- What is needed
Repeat the material below verbatim, beginning with its first line and ending with the line containing "(1075, 199)", including that line.

--- BEGIN Data excerpts ---

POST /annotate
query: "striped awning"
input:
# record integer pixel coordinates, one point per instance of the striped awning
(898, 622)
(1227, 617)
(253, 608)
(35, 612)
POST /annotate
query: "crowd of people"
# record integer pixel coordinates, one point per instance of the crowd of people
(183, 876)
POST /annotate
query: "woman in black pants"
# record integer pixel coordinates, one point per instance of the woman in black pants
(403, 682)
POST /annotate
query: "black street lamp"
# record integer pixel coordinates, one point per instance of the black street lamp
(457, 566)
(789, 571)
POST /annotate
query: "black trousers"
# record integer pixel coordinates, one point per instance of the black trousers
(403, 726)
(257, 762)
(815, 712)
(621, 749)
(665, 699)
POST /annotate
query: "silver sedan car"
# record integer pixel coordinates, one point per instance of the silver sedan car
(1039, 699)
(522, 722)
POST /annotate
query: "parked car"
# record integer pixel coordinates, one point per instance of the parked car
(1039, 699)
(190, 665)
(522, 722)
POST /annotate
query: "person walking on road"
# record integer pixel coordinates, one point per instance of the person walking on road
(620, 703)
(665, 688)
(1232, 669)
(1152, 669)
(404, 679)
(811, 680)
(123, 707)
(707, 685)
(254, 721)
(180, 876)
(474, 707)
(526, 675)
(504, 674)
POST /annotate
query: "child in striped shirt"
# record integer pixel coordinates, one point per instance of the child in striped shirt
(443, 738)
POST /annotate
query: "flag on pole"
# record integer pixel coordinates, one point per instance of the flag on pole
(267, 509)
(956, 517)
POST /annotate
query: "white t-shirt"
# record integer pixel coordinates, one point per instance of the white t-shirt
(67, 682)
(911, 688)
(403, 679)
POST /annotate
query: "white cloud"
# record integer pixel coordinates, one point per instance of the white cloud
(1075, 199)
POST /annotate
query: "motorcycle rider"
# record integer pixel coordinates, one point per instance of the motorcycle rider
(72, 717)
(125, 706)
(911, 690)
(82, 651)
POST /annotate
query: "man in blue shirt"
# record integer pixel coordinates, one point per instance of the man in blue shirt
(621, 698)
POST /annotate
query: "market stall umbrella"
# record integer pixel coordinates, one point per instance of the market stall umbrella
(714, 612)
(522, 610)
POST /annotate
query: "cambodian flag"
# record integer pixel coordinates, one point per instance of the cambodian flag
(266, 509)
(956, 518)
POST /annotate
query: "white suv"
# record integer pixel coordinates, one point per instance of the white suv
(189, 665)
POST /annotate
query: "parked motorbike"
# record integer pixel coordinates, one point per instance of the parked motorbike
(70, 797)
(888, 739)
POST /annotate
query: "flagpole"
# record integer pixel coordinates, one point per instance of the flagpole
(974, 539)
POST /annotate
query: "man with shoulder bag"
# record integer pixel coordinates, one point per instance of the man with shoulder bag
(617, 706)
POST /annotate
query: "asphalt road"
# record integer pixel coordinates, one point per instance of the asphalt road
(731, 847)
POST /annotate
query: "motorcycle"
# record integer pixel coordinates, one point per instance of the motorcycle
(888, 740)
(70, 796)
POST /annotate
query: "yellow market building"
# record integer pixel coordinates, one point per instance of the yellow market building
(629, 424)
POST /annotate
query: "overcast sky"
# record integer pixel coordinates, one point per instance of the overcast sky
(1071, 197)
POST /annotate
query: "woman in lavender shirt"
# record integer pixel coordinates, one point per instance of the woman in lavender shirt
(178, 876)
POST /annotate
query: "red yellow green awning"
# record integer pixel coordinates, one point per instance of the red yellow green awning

--- END Data excerpts ---

- The reply
POST /annotate
query: "striped awning"
input:
# record integer pixel coordinates, one point per instance of the striped awning
(898, 622)
(1227, 617)
(253, 608)
(35, 612)
POST /annotate
query: "crowd of people"
# record integer pixel coordinates, one point per instance of the crowd of people
(183, 876)
POST /annotate
query: "woman in black pants"
# record integer pixel coordinates, one point per instance of the woman in black pants
(403, 682)
POST /annotate
query: "black street lamp"
# record integer pixel coordinates, one point per instance of the black street lamp
(457, 566)
(789, 571)
POST /annotate
query: "black trousers"
# record integer pixel coordinates, one point per instance of the black trousers
(403, 726)
(257, 762)
(815, 712)
(621, 749)
(665, 699)
POST /annotate
query: "silver sedan car"
# record integer pixel coordinates, one point per instance of the silver sedan car
(1039, 699)
(522, 722)
POST /annotate
query: "parked car"
# record integer pixel coordinates, one point per instance of the parked car
(1039, 699)
(190, 665)
(522, 722)
POST /annotate
query: "person walking on road"
# record integer pixel coordinates, one point per instance of the person walking on road
(620, 703)
(665, 688)
(1232, 669)
(1152, 669)
(404, 679)
(811, 680)
(123, 707)
(707, 685)
(254, 721)
(180, 876)
(474, 707)
(526, 675)
(504, 674)
POST /annotate
query: "child in striped shirt"
# record integer pixel coordinates, one point per instance of the child in striped shirt
(443, 738)
POST /annotate
query: "flag on pole"
# record integer pixel coordinates, one point per instance of the flag on pole
(267, 509)
(956, 517)
POST /annotate
query: "white t-shirt"
# record integer pixel coordinates, one point per instance of the white t-shirt
(67, 682)
(911, 688)
(403, 679)
POST /annotate
query: "white cloud"
# record integer pixel coordinates, one point per instance of the white cloud
(1075, 199)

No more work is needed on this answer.